GIVEN TASK
Copy the records word for word, from the line with "Target: player's left hand" through the end of the records, and nothing else.

ENTRIES SUPPLIED
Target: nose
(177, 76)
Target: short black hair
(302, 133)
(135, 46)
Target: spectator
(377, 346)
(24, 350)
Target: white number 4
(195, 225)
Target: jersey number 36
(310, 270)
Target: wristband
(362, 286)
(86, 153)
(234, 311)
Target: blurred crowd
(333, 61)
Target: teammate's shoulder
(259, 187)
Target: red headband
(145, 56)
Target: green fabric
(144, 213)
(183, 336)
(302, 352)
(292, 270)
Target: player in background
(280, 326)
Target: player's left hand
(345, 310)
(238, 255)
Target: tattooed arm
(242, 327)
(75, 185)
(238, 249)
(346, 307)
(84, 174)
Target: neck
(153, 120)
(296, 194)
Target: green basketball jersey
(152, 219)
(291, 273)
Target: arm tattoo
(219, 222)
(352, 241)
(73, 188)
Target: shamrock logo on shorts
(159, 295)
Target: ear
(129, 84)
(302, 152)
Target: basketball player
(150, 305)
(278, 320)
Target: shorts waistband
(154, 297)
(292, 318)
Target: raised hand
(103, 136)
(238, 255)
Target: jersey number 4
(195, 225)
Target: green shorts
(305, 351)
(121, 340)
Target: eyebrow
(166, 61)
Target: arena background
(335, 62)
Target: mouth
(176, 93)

WRITTEN REPLY
Target: player's left hand
(345, 310)
(238, 255)
Target: tattooed arm
(242, 327)
(75, 185)
(238, 249)
(346, 307)
(84, 174)
Target: neck
(153, 120)
(296, 194)
Target: green basketball jersey
(152, 219)
(291, 273)
Target: arm tattoo
(219, 222)
(352, 241)
(73, 188)
Target: shamrock logo on shorts
(159, 295)
Target: ear
(129, 84)
(302, 152)
Target: basketball player
(150, 305)
(278, 320)
Target: shorts waistband
(154, 297)
(292, 318)
Target: raised hand
(103, 136)
(238, 255)
Target: jersey number 4
(195, 225)
Target: green shorts
(305, 351)
(121, 340)
Target: eyebrow
(166, 61)
Target: arena background
(335, 62)
Target: mouth
(176, 93)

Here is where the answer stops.